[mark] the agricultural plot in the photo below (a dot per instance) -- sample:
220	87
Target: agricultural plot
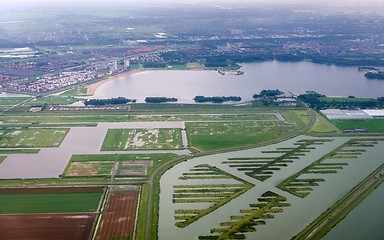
49	200
2	158
219	135
262	168
133	139
53	100
30	138
370	125
269	204
47	226
322	125
118	220
302	183
216	195
19	151
100	165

**Task statement**
Your copy of the data above should match it exactly, except that pictures are left out.

**Finished task**
[mark] the agricultural plot in the photo below (a dot per instance) -- sample:
220	87
Target: agricultural plot
49	200
2	158
219	135
262	168
133	139
53	100
30	138
370	125
269	204
47	226
322	125
118	220
302	183
216	195
19	151
100	165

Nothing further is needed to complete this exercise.